§ Supplied passage
* * * * * * * * *

Lowering the Age of Entry and Starting Contributions from the First Pound
Under the current system the age of entry for auto-enrolment is 22 years old, with contributions then based on earnings that are above the threshold. This entry age and earning threshold, may result in a worker not starting their pension savings for a number of years, which could in, have a substantial effect on the total amount accumulated over a working life. As per Wealth at work’s latest research, we can see a 1% increase in savings each year can boost future savings by 25% [9]. To address this, the government should lower the age of entry to 18 and ensure that pension contributions start from the first pound earned.
A lower age of entry would allow workers to begin building their pension pot from an earlier age, taking advantage of the superpower that we all know compound interest can be. A change like this would ensure that all workers, regardless of age or income, have the opportunity to save for retirement from the earliest possible opportunity.
Enhancing Financial Literacy: The Role of Education
Financial literacy is defined as the ability to understand and effectively use various financial skills, including personal financial management, budgeting and investing [7]. As per research from Wealthify and the CEBR, financial literacy across the UK is extremely low, with three quarters of respondents falling below the benchmark [8]. What does this mean in practice? Well, a lack of literacy will result in people being at a disadvantage and leads to a detrimental impact on financial health. Looking at this it is clear we need to implement a process of improving financial literacy across all age groups, ranging from young people in schools and up to those that are already retired. Improving literacy is vital to enable people to make informed financial decisions about every aspect of their financial life, not just retirement savings, but also understanding the impacts of various investment decisions and being able to plan successfully for their future.
This lack of understanding can lead to adverse decision-making, such as opting out of pension schemes, under-saving, or making high-risk investment choices such as crypto, without the necessary understanding of the consequences.
Financial Education
This issue is going to take time to improve, but in my view, it is important to start building financial education as young as possible, thus financial education should be integrated into the school curriculum from an early age. Schools should teach students about a range of key topics, such as the importance of saving, the basics of investing, and how pensions work. If we start building financial literacy from a young age, it will ensure that the next generation are going to be better equipped to manage their finances and make informed financial decisions.
Alongside the school-based education for younger people, it is important to look at a solution for current adults. The government should support adult financial education. This could include providing free resources and workshops through community centres, online platforms, and workplaces. The government could also make it a statutory requirement alongside pension contributions for employers to offer pension education sessions as part of their employee benefits offering, as well as making guidance on pension access compulsory.

* * * * * * * * *

§ Entries provided
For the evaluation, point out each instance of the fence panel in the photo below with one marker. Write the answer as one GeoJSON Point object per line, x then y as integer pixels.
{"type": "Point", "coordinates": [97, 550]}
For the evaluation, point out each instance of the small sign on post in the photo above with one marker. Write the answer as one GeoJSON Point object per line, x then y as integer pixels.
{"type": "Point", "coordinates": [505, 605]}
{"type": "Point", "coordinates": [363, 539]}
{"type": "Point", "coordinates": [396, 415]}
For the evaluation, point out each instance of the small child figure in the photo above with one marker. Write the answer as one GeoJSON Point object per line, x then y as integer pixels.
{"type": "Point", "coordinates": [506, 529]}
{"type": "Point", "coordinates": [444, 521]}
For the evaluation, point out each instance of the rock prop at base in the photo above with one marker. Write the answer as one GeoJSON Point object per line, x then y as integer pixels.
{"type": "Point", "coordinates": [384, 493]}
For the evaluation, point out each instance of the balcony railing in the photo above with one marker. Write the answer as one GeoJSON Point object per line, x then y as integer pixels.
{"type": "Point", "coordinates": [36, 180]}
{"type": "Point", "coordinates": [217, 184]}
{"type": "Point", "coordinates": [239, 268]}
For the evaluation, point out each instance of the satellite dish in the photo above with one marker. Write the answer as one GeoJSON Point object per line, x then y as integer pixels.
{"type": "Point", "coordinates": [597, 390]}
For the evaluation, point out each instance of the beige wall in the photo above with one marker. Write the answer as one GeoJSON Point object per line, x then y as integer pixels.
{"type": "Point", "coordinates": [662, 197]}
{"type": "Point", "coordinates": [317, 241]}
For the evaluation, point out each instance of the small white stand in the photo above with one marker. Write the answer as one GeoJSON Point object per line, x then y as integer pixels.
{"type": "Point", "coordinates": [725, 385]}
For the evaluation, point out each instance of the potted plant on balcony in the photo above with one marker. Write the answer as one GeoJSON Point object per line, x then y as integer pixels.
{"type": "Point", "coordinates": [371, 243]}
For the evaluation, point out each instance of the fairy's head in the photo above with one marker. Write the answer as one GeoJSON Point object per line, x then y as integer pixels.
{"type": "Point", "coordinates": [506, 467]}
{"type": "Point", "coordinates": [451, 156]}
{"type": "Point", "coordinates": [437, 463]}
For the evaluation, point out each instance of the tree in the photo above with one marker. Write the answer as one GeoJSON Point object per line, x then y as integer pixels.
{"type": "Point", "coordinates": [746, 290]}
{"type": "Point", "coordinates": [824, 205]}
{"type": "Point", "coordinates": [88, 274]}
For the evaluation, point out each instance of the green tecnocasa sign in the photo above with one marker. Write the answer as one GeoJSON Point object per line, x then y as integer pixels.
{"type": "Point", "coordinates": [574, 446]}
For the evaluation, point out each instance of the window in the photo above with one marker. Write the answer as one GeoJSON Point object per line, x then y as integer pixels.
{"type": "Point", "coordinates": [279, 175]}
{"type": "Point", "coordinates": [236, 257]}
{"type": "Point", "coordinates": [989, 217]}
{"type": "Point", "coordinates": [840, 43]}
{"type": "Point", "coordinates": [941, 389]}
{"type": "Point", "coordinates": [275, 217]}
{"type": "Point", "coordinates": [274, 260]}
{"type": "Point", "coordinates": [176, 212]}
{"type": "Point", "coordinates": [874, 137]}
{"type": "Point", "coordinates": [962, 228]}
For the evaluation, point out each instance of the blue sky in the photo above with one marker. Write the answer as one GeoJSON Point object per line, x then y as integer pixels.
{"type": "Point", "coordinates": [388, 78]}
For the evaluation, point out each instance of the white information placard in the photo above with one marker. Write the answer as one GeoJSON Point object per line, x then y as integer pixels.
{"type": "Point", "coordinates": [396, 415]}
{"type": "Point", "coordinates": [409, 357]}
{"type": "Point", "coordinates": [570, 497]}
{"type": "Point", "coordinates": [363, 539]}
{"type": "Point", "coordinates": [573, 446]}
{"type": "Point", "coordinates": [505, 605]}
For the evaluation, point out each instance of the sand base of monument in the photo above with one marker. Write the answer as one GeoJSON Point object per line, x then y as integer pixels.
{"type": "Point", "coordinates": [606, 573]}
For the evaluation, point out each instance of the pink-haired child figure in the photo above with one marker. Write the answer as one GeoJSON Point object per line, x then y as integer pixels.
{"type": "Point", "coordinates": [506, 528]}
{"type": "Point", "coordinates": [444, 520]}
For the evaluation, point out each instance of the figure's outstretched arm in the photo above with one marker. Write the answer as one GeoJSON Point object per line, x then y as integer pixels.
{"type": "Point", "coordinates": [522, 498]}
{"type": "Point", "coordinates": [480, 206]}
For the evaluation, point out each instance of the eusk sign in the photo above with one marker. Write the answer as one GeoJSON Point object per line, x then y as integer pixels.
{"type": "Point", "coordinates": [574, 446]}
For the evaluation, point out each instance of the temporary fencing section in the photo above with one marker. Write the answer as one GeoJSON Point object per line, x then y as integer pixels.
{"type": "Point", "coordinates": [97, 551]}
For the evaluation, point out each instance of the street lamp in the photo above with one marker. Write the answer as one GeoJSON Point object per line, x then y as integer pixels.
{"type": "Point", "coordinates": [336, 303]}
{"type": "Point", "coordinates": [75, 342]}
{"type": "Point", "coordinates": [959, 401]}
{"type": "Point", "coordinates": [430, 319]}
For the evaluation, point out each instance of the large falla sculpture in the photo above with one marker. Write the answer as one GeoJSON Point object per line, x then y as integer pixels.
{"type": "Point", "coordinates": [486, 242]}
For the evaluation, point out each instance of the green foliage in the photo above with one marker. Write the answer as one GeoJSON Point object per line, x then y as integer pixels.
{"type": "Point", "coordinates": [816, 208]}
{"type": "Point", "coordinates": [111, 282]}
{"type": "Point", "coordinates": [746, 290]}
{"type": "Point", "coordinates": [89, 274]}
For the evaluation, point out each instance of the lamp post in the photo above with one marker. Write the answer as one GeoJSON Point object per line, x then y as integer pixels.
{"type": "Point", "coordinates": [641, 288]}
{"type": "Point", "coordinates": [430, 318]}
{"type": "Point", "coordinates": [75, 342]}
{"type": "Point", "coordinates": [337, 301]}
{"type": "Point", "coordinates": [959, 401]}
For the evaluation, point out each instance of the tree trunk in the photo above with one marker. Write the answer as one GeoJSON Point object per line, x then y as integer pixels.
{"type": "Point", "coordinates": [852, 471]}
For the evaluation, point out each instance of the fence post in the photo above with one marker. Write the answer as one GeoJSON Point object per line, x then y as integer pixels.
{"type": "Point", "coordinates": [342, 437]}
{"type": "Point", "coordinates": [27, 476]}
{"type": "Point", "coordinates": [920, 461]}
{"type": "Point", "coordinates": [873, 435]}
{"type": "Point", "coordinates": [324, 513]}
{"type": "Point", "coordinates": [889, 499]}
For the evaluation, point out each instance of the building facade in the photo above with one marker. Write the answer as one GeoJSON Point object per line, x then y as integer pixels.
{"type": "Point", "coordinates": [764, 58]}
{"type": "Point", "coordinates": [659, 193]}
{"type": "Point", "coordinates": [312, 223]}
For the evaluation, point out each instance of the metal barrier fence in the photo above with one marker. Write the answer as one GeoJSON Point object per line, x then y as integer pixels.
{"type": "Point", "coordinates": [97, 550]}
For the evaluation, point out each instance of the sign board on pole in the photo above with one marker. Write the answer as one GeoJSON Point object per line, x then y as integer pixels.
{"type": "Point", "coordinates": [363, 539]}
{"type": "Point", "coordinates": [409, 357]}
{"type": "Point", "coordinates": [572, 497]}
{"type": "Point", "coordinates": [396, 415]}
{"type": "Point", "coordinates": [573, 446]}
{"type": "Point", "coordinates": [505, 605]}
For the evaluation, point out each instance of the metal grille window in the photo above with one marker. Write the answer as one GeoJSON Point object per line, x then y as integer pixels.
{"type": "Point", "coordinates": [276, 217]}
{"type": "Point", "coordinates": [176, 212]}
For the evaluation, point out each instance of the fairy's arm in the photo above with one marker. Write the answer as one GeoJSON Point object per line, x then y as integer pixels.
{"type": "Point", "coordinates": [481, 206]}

* * * * * * * * *

§ Tasks to carry out
1 - Rewrite the paragraph of the pension and financial literacy passage that begins "Alongside the school-based education" as a short bulleted list that keeps its main facts.
2 - In the pension and financial literacy passage, what share of respondents fell below the financial literacy benchmark in the research from Wealthify and the CEBR?
The records play no part in what follows.

§ Answers to each task
1 -
- Current adults need a solution alongside school-based education for young people.
- The government should support adult financial education.
- This could include free resources and workshops offered through community centers, online platforms and workplaces.
- The government could make it a legal requirement, alongside pension contributions, for employers to offer pension education sessions as an employee benefit.
- Guidance on pension access could also be made compulsory.

2 - Three quarters of respondents.